▸ TEXTE FOURNI:
========
Actualités professionnelles | 02/01/2013

LE MONDE | 01.01.2013 à 17h40 • Mis à jour le 02.01.2013 à 10h09 Par Isabelle Regnier

Le flair, le sens du timing, l’art du pitch. Si certains ignoraient que Vincent Maraval alliait dans des proportions magiques les trois qualités qui font un bon vendeur, le vacarme causé par la tribune publiée le 29 décembre dans Le Monde sous le titre "Les acteurs français sont trop payés !" le leur aura appris.

Dans ce texte, le cofondateur de la société Wild Bunch, vendeur de films et coproducteur, dénonçait le niveau aberrant de rémunération dont jouit une poignée d’acteurs français (Dany Boon en tête, qui aurait touché 3,5 millions d’euros pour Le Plan parfait, un four au box-office) pour pointer du doigt un problème plus vaste lié à la rentabilité des films nationaux et aux dysfonctionnements à l’oeuvre dans la ventilation de l’argent public. Suscitant de vives réactions, aussi bien chez les artistes que chez les financiers, aussi bien au coeur du cinéma le plus commercial que dans le milieu indépendant, il a provoqué une onde de choc d’une ampleur rarement ressentie dans le milieu.
========
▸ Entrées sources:

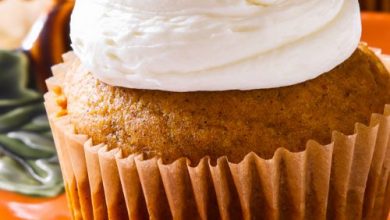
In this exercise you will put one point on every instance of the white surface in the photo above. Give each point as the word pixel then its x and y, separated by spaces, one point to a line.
pixel 193 45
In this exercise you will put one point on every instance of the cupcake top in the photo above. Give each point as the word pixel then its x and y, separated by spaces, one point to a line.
pixel 213 45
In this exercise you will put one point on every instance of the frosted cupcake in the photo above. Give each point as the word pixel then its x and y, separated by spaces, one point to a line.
pixel 221 109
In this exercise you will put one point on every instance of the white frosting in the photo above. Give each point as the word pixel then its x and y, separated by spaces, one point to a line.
pixel 212 45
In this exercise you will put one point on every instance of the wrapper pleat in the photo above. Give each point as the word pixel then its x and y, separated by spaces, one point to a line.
pixel 347 179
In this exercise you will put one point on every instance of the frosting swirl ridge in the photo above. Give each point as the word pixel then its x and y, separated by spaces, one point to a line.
pixel 213 45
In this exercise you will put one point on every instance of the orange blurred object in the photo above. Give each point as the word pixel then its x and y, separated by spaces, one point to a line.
pixel 16 206
pixel 376 32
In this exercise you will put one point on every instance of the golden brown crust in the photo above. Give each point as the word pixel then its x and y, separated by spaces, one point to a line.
pixel 230 123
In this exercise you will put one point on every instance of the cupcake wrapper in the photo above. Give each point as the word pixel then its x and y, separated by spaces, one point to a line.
pixel 347 179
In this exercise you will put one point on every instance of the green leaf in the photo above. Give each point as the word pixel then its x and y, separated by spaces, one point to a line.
pixel 28 161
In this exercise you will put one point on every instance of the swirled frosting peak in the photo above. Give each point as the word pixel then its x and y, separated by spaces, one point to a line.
pixel 213 45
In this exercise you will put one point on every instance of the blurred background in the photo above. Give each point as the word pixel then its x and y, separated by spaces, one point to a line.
pixel 375 5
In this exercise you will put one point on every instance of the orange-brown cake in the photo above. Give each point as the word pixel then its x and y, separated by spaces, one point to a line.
pixel 184 109
pixel 171 125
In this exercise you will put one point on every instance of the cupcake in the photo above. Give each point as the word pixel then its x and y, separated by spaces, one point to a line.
pixel 221 110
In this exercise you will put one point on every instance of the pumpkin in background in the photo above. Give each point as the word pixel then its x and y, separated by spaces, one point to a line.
pixel 47 41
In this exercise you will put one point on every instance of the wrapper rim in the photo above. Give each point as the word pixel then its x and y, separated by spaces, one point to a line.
pixel 116 155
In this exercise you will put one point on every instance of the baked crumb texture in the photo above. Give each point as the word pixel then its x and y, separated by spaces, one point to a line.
pixel 172 125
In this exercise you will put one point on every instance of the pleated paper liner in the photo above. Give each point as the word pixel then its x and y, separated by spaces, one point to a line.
pixel 347 179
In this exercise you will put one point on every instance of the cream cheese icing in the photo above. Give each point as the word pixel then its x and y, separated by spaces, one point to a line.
pixel 213 45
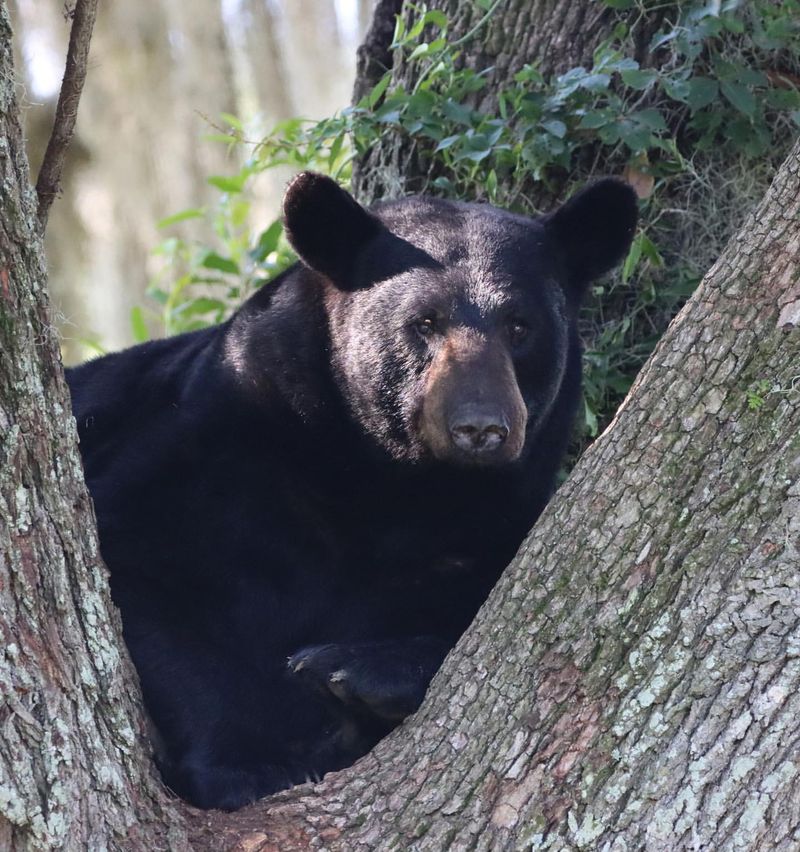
========
▸ EXERCICES:
[1] D'après l'article, combien Dany Boon aurait-il touché pour Le Plan parfait ?
[2] Traduisez en anglais cette phrase de l'article : « Suscitant de vives réactions, aussi bien chez les artistes que chez les financiers, aussi bien au coeur du cinéma le plus commercial que dans le milieu indépendant, il a provoqué une onde de choc d’une ampleur rarement ressentie dans le milieu. »
Appuyez-vous uniquement sur l'article, sans recourir aux entrées.

▸ CORRIGÉ:
[1] Il aurait touché 3,5 millions d'euros.

[2] Stirring up strong reactions among artists and financiers alike, at the heart of the most commercial cinema as well as in independent circles, it set off a shock wave of a magnitude rarely felt in the industry.